Given problem A: List, in order, what each question in the physics solutions below asks to be found.

Text:
## Begin

Q4.11 (b) A truck starts from rest and accelerates uniformly at $2.0m{s}^{-2}$ . At $t=10s$ , a stone is dropped by a person standing on the top of the truck (6 m high from the ground). What are the (b) acceleration of the stone at $t=11s$ ? (Neglect air resistance.)

Answer:

When the stone is dropped, the stone comes only in effect of gravity.

So the acceleration of stone is 10 m/s ² and it acts in the downward direction.

Q4.12 (a) A bob of mass 0.1 kg hung from the ceiling of a room by a string 2 m long is set into oscillation. The speed of the bob at its mean position is $1m{s}^{-1}$ . What is the trajectory of the bob if the string is cut when the bob is (a) at one of its extreme positions

Answer:

At the extreme positions, the velocity of the bob will become zero for a moment. So if we cut the string at this time, then Bob will fall vertically downward due to gravity.

Q4.12 (b) A bob of mass 0.1 kg hung from the ceiling of a room by a string 2 m long is set into oscillation. The speed of the bob at its mean position is $1m{s}^{-1}$ . What is the trajectory of the bob if the string is cut when the bob is (b) at its mean position.

Answer:

At the mean position, the bob will have velocity tangential to the circular path (it will be completely horizontal). If the bob is cut at this place then it will follow a parabolic path having only horizontal velocity.

Q4.13 (b) A man of mass 70 kg stands on a weighing scale in a lift which is moving

(b) downwards with a uniform acceleration of $5m{s}^{-2}$ .

What would be the readings on the scale in each case?

Answer:

(b) Using Newton&##39;s law of motion, we have :

$R+mg=ma$

or $R-70(10)=70(-5)$ (Since we took downward direction as negative and upward as positive).

or $R=700-350=350N$

Thus the reading on the weighing scale will be :

$=\frac{R}{g}=\frac{350}{10}=35Kg$

Q4.13 (c) A man of mass 70 kg stands on a weighing scale in a lift which is moving

(c) upwards with a uniform acceleration of $5m{s}^{-2}$ . What would be the readings on the scale in each case?

Answer:

(c) The acceleration of lift is given to be 5 m/s ² . Let us assume the upward direction to be positive.

Using Newton's law of motion, we can write :

$R-mg=ma$

or $R-70(10)=70(5)$

or $R=350+700=1050N$

Thus the reading of the weighing scale will be :

$=\frac{R}{g}=\frac{1050}{10}=105Kg$

Q44.13 (d) A man of mass 70 kg stands on a weighing scale in a lift which is moving

(d) What would be the reading if the lift mechanism failed and it hurtled down freely under gravity?

## End

Given problem B: Find every line in the entries below that contains the word "horse", and copy each of those lines.

(Excerpts of location labeling data)
## Begin

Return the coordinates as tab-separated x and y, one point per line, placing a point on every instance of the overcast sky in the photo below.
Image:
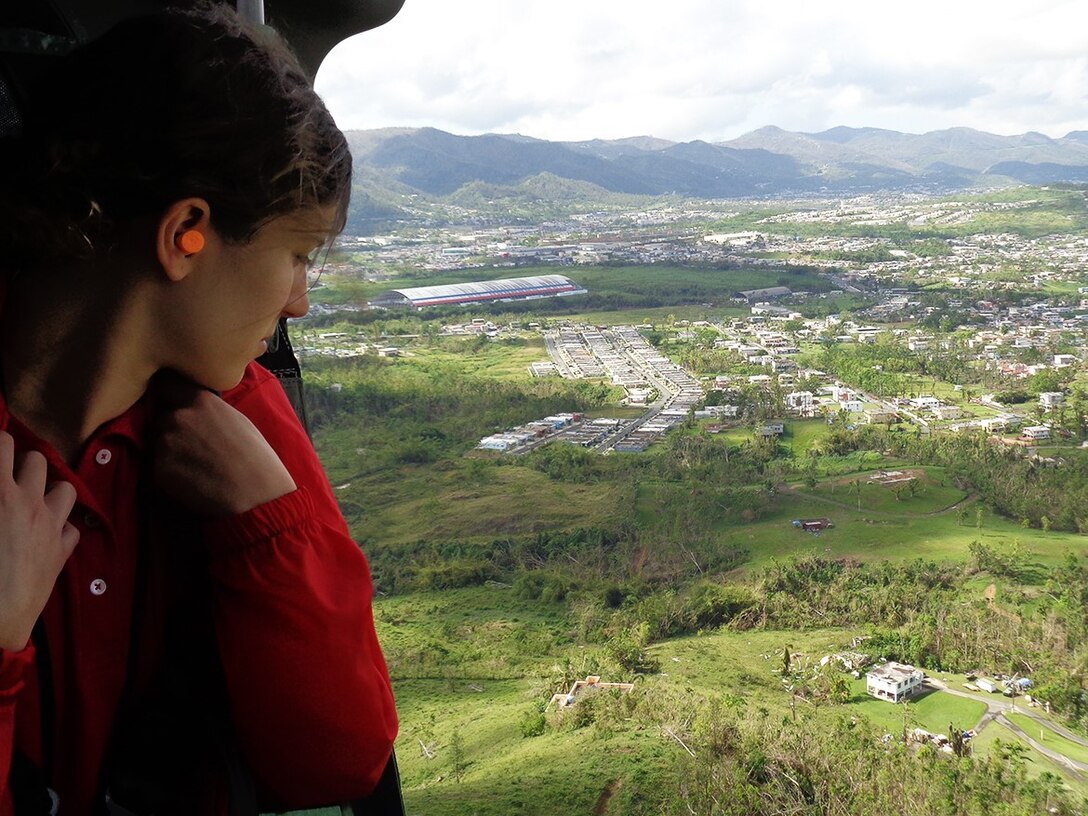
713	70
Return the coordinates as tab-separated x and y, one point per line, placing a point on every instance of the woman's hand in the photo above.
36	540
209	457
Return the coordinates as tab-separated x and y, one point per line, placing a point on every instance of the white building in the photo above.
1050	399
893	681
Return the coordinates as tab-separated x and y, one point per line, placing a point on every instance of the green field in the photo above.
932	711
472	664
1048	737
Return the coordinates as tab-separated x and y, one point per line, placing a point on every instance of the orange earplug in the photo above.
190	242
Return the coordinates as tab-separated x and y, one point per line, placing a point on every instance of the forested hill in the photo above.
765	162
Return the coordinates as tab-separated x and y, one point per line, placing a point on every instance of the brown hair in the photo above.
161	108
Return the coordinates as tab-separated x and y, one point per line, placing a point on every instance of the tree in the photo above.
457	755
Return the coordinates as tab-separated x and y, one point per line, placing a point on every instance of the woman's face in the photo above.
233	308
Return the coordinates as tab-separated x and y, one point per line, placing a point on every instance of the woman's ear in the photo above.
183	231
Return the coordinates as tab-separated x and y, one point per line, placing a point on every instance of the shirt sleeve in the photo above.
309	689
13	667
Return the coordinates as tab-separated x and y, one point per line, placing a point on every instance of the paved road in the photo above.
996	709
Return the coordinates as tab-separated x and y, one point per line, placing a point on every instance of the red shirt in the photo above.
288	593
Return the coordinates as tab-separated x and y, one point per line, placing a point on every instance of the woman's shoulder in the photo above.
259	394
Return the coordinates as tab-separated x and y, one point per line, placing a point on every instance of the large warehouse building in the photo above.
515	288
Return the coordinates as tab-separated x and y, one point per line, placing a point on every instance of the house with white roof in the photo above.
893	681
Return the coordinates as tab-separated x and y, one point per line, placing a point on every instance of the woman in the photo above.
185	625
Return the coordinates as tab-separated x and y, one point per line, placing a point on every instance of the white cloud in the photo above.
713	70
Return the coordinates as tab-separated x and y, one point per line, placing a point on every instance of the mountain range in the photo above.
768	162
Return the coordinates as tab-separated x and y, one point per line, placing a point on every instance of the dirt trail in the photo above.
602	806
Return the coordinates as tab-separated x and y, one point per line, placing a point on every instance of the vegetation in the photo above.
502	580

## End
## Begin

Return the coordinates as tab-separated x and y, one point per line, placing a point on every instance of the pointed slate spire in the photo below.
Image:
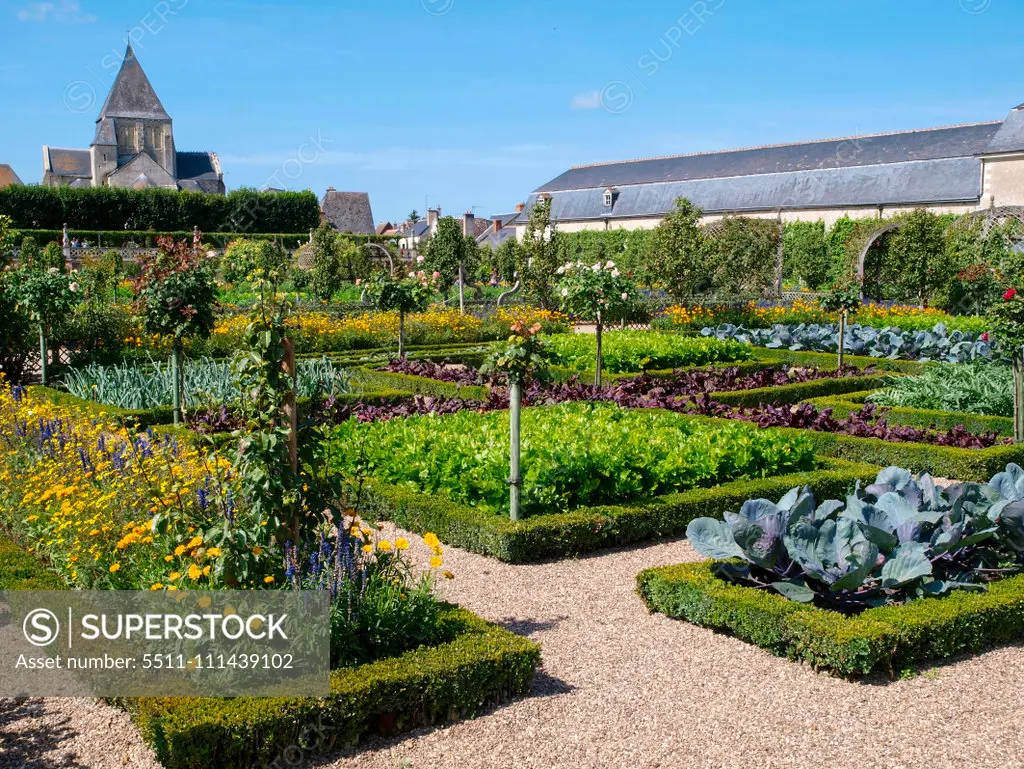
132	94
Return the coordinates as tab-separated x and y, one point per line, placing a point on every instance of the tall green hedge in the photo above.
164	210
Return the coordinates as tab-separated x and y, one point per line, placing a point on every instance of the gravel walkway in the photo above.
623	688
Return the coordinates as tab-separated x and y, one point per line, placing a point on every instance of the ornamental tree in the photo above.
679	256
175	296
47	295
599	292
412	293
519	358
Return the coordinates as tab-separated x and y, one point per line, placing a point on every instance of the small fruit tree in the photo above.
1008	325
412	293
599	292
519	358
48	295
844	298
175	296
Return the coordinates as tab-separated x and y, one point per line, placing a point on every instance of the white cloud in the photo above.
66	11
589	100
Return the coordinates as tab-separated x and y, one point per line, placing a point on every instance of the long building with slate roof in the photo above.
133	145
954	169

## End
## Begin

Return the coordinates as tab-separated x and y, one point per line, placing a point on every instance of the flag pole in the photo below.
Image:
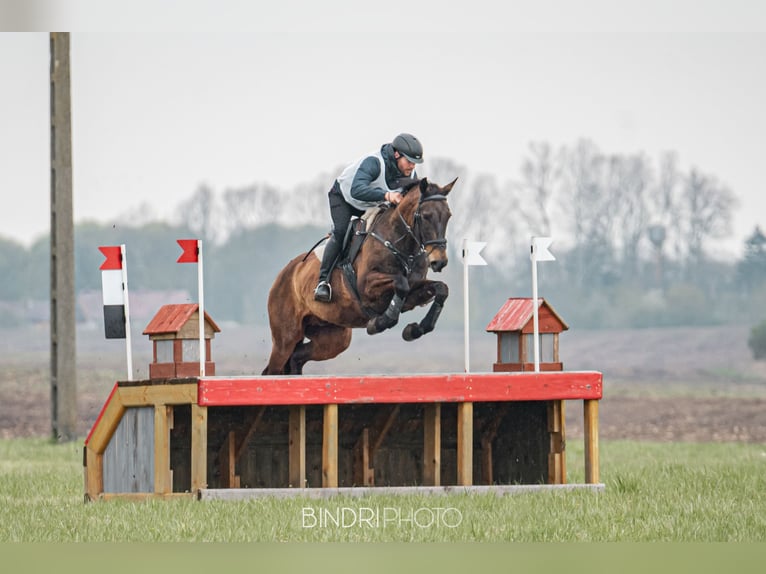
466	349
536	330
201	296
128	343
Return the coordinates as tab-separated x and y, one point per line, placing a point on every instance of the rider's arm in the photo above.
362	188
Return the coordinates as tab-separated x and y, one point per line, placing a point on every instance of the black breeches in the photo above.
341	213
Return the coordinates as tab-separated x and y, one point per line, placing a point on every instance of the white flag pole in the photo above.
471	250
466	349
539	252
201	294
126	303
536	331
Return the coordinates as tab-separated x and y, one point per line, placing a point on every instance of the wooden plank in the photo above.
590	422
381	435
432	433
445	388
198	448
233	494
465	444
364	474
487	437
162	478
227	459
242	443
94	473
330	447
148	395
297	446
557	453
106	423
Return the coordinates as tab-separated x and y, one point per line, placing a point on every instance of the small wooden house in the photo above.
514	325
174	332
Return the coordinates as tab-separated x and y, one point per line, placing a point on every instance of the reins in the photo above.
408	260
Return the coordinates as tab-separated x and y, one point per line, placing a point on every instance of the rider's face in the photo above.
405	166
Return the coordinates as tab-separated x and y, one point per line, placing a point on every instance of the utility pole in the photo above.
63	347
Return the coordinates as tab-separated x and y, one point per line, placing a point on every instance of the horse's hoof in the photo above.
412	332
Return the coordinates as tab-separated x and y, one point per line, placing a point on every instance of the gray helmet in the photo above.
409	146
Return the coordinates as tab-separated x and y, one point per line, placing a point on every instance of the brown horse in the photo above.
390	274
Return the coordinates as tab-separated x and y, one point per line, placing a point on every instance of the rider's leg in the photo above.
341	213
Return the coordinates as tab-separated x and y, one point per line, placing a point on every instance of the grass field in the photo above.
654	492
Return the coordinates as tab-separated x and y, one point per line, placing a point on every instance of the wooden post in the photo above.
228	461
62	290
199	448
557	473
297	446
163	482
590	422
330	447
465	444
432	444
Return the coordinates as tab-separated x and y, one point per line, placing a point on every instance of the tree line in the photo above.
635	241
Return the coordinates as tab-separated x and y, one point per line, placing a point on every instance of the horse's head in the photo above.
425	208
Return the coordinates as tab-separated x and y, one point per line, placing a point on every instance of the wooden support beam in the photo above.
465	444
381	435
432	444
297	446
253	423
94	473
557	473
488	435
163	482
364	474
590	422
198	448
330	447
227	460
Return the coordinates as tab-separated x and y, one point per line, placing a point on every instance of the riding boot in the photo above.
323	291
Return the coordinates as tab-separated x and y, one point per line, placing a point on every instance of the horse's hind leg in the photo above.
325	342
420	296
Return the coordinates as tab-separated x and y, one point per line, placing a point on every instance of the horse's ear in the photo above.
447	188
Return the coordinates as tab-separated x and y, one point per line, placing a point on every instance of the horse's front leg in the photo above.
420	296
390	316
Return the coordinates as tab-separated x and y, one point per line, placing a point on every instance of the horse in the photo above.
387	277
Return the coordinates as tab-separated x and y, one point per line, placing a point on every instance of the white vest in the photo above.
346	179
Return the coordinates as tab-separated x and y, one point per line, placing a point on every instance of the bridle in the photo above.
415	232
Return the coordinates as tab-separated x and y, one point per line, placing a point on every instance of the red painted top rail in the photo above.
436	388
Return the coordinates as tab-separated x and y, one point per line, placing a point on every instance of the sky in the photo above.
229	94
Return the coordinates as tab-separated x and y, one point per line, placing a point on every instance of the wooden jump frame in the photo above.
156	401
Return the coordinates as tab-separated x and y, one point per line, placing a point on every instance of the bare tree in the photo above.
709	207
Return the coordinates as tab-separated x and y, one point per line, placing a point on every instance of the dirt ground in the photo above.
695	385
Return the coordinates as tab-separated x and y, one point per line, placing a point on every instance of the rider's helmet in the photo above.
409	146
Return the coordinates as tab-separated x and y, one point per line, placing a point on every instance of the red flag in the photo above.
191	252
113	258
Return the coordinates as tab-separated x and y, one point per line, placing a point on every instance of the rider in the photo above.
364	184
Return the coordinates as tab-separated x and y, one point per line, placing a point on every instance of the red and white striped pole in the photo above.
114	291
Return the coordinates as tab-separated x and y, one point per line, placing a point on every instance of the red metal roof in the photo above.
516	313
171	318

## End

Exercise result A:
1. The acceleration of the stone at t = 11 s
2. The trajectory of the bob if the string is cut when the bob is at one of its extreme positions
3. The trajectory of the bob if the string is cut when the bob is at its mean position
4. The reading on the scale when the lift is moving downwards with a uniform acceleration of 5 m/s²
5. The reading on the scale when the lift is moving upwards with a uniform acceleration of 5 m/s²
6. The reading on the scale if the lift mechanism failed and the lift hurtled down freely under gravity

Exercise result B:
Return the coordinates as tab-separated x and y, one point per line, placing a point on every instance of the horse's hoof in the photo above.
Return the coordinates as tab-separated x and y, one point per line, placing a point on every instance of the brown horse in the photo above.
Return the coordinates as tab-separated x and y, one point per line, placing a point on every instance of the horse's head in the photo above.
Return the coordinates as tab-separated x and y, one point per line, placing a point on every instance of the horse's hind leg in the photo above.
Return the coordinates as tab-separated x and y, one point per line, placing a point on every instance of the horse's ear in the photo above.
Return the coordinates as tab-separated x and y, one point per line, placing a point on every instance of the horse's front leg in the photo above.
Return the coordinates as tab-separated x and y, one point per line, placing a point on every instance of the horse in the photo above.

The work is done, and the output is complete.